▸ **DOCUMENT TEXT**:
☆ ☆ ☆ ☆ ☆

Full Text of this Lecture Segment:



Villa Montalvo Lecture Series

Saratoga, California, 1972, Lecture 4,

The Totality of the Garden, Part 5


…because this is where the shoots all come from, the base at the old stalk. And it requires great skill and cutting maneuver. And when you have divided each bunch of dahlia tubers up into anything from five to twelve different members, they are now ready to plant. And they will have a small amount of root attached to them. And they should go very deep. And when you plant them, they should be at least that depth in the soil.

And you should dig out the pit. And it should have been dressed with manure, bone meal and compost. And that the tuber should be let into this mixture at the base. And that the hole should not be filled-in any more than up to the level of the top of the shoot. In other words, you leave quite a big pit. And all the soil has been dug out and placed around, so that it mounds all around this pit. And that will gradually go in with watering until the whole ground is duly level. But like the potato, that has to be earthed up on a mound, the dahlia is opposite, which is sunk in and gradually becomes filled-in as it grows. Don’t smother the whole thing and fill in the entire pit because the dahlia is liable to rot immediately because of its sudden depth, and not being under propulsion.

Now, the huge importance of this matter, and the key of why you do it, is this: The dahlia, when it develops this number of tubers each year, if you leave it in the ground, the next year it will have to build its tubers from the roots on top of the old bunch, right on top of them. And since the dahlia shoots from the old stalk, you will realize that the previous year’s dahlia tubers have no stalk left. They are now covered by a huge hat of new tubers, from which the stalks rise. And that whole thing underneath has become an impervious matter of nothingness, and is over-engulfing and eating out of the soil more than it’s possibly able to put into the plant.

You will find this: That if you leave your tubers in, you may get more bloom, but they will be vastly inferior for the first year. And after that a vast and hopeless deterioration sets in. That you will find an extraordinary matter: That if you plant one of those bunches of tubers without dividing them, you will not get anything like the perfection of blooms, or the degree of growth that you would get from one tuber with one shoot. And this is a total fact and a very technical matter and must not, should not, ever be overlooked.

The Potato

These are all notes for the garden. The correct way… How are we running for time, please? Nine? Mrs. Gilbert, do you wish to stop now, or in ten minutes or quarter of an hour? Right.

☆ ☆ ☆ ☆ ☆

▸ **SUPPLIED ENTRIES**:
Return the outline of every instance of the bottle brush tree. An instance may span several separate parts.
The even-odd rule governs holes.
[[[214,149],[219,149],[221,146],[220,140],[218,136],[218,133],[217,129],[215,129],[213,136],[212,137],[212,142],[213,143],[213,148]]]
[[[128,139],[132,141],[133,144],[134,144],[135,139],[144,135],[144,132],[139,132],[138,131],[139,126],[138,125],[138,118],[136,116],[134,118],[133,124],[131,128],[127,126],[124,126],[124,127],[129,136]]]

☆ ☆ ☆ ☆ ☆

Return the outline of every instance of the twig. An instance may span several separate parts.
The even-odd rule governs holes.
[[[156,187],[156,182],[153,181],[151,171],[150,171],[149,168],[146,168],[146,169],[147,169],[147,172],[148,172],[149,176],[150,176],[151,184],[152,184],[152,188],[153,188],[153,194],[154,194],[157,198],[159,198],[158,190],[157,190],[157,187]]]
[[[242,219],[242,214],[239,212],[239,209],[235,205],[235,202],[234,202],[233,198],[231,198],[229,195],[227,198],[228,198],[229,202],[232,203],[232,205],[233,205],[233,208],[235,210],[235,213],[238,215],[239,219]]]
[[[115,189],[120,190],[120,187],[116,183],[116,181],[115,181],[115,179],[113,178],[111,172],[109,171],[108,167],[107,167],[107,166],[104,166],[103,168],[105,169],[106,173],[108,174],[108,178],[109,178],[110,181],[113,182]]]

☆ ☆ ☆ ☆ ☆

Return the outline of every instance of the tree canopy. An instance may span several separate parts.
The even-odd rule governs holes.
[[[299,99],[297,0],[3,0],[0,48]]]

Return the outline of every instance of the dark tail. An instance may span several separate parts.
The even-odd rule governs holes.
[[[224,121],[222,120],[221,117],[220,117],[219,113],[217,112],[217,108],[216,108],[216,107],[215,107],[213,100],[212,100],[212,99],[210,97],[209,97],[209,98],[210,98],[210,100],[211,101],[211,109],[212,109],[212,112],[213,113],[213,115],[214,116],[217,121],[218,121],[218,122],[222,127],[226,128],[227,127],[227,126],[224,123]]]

☆ ☆ ☆ ☆ ☆

▸ **PARTS OF THE EXERCISE**:
A – Gather each line in the listing that contains the word "instance".
B – Carry the gardening lecture forward from its final line.

▸ **EXPECTED ANSWERS**:
A –
Return the outline of every instance of the bottle brush tree. An instance may span several separate parts.
Return the outline of every instance of the twig. An instance may span several separate parts.
Return the outline of every instance of the tree canopy. An instance may span several separate parts.
Return the outline of every instance of the dark tail. An instance may span several separate parts.

B –
The Propagation of the Potato

A delightful vegetable. Has the three periods, just the same as the fruit: early, middle, and late. The cropping of the early potato should be: The moment after it has bloomed you will get a slight yellowing of the foliage. You may lift. Tiny little potatoes, but this is the early and they are delicious and a great treat. The middle will keep, like the fruit, for a period of six weeks to two months. And in this case, they should have blossomed and completely yellowed before used or lifted. The late, again, is a whole vision of nature in compliance with the requirement. And that is that the whole of the late crop should be allowed to bloom, to yellow, and to become absolutely brown-decadent.

The potato is then now ripe in the soil for storing. And that potato can, in a clamp, keep for four month, fully. The early potato will not keep. The middle will keep a little while. And the late will keep ad lib, and should be kept. You realize that practically all the early potatoes are what are called Kidney. And they are of a delicious flavor, rather flat and oval. Whereas practically all the keeping, the late, are of the White City or King Edward variety, the red, which are, more or less, of the round.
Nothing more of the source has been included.